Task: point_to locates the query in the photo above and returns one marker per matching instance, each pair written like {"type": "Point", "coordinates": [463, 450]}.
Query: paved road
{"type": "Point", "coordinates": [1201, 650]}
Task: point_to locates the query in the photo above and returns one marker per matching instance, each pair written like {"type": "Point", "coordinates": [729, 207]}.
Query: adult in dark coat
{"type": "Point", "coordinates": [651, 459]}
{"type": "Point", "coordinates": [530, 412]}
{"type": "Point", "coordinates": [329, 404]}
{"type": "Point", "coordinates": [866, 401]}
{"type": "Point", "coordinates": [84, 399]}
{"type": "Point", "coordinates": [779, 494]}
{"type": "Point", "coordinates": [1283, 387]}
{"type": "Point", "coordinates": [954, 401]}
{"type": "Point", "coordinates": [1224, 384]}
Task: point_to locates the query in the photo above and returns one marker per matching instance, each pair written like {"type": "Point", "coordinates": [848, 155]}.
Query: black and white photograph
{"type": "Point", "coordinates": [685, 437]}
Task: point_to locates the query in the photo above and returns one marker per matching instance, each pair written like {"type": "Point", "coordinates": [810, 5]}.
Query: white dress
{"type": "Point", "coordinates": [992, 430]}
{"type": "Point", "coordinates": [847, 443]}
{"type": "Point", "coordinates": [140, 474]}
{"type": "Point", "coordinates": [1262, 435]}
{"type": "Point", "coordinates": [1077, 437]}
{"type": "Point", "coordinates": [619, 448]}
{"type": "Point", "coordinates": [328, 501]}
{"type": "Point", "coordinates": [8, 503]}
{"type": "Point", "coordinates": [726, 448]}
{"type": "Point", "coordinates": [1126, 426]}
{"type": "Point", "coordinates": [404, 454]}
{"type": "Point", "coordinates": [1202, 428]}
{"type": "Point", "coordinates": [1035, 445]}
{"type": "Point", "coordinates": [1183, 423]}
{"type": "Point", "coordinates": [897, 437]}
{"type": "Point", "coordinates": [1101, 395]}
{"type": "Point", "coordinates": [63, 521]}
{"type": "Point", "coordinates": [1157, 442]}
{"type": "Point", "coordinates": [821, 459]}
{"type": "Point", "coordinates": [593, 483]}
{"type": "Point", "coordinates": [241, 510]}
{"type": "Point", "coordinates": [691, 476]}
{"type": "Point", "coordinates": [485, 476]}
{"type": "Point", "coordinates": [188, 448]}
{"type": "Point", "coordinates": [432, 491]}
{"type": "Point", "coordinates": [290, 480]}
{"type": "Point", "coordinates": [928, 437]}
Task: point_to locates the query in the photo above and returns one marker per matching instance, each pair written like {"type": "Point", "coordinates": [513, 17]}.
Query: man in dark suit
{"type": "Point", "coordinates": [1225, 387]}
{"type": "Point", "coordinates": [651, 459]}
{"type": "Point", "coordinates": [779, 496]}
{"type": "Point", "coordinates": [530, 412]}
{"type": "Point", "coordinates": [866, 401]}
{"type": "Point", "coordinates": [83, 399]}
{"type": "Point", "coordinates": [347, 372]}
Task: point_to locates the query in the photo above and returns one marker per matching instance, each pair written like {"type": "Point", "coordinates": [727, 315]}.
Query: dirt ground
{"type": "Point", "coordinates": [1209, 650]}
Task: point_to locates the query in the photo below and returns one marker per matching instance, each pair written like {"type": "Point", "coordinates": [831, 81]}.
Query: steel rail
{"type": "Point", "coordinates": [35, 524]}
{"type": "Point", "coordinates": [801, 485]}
■ ■ ■ ■ ■ ■ ■
*ACTIVITY*. Tally how many lines of the material contain the word "Task". The answer must be the number and nothing else.

*SOLUTION TO THE EXERCISE*. 7